● **Exercise objective**
If a line in the data below holds the word "shorts", copy it.

● **Dataset records**
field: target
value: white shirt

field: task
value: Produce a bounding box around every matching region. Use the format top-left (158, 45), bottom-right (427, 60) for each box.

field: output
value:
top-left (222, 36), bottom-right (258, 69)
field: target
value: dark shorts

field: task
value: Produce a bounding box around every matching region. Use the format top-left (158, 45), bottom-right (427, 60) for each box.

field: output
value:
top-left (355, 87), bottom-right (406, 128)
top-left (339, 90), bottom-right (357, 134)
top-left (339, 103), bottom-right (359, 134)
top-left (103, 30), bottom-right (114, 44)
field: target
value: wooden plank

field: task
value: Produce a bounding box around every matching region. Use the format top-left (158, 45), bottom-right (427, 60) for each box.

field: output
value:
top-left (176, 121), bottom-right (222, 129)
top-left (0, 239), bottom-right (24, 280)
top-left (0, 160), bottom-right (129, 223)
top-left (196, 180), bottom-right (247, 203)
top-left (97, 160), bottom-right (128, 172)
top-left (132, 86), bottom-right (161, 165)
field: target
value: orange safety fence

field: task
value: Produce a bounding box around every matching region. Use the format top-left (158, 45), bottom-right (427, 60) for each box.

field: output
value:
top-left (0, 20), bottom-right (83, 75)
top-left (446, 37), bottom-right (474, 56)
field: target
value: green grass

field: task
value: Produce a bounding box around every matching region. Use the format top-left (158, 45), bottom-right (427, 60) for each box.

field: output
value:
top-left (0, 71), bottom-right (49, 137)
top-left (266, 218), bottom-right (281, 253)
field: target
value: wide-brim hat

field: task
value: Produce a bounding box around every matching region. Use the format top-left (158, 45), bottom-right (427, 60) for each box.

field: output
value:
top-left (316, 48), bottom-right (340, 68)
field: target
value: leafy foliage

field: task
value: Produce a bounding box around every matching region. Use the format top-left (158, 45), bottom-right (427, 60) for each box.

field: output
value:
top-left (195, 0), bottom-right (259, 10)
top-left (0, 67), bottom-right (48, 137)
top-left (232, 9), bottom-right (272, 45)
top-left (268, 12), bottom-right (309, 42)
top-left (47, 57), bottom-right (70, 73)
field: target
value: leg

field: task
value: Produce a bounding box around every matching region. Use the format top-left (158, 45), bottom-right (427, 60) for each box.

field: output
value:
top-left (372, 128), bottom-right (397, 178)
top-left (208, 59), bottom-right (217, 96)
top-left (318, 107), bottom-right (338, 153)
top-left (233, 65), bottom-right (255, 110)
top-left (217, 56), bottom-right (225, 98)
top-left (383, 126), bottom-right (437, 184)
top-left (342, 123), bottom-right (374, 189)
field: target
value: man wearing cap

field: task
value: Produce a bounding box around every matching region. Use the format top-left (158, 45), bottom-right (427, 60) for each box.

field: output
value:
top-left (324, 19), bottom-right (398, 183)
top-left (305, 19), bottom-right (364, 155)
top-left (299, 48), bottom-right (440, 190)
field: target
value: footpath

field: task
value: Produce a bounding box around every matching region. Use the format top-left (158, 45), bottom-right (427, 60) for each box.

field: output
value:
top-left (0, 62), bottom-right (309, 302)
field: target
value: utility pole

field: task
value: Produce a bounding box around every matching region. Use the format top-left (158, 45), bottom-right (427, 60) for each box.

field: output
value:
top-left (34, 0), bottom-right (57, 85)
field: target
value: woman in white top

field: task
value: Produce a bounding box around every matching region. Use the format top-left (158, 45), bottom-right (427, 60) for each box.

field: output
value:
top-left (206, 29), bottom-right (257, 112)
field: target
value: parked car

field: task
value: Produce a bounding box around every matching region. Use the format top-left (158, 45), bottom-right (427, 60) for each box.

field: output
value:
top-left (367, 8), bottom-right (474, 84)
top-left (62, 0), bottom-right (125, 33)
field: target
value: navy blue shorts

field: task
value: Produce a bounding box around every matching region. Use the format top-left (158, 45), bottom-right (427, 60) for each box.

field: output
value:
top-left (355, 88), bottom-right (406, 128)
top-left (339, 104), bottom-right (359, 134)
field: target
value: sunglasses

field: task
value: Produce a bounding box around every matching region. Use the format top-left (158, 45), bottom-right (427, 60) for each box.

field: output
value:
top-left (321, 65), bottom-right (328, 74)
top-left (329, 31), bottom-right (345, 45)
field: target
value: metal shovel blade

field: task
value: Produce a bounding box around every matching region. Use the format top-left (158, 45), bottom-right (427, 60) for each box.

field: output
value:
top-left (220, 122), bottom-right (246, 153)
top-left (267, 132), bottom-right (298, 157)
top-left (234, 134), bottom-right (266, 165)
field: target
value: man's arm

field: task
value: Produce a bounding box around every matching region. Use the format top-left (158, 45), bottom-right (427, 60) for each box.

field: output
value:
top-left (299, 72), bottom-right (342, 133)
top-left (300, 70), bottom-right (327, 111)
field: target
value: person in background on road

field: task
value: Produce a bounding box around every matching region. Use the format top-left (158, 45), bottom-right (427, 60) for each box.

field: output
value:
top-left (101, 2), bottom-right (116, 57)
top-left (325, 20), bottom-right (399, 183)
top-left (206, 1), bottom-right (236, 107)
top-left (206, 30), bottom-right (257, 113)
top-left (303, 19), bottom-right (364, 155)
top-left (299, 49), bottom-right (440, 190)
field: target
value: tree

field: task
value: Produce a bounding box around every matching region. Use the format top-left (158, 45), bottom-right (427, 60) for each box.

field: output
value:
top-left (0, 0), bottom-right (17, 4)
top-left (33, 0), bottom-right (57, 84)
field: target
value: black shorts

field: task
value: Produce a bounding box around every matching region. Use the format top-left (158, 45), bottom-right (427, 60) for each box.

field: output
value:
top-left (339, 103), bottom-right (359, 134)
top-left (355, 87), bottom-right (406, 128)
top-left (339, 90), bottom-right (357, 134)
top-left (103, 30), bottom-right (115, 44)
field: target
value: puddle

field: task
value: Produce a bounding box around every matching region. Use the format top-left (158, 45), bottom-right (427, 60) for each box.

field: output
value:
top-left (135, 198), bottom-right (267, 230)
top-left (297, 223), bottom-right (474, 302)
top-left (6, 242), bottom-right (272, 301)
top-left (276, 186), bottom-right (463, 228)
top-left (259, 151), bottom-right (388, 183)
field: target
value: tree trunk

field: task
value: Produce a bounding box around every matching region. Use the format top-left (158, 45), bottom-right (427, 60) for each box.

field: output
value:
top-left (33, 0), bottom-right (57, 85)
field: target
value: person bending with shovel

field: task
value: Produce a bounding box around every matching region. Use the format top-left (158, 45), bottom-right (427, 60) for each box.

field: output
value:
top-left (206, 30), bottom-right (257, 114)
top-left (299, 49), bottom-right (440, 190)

● **Result for this task**
value: dark shorts
value: navy blue shorts
value: black shorts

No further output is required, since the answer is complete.